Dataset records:
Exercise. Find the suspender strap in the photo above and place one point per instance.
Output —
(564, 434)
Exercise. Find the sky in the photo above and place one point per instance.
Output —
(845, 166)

### [STATED GOAL]
Pull out the lines of the material from the one containing "Exercise. Find the sky" through the end, copying them word for word, both ends included.

### [RESULT OF THIS TASK]
Exercise. Find the sky in the photo above and place one point per instance.
Output —
(845, 166)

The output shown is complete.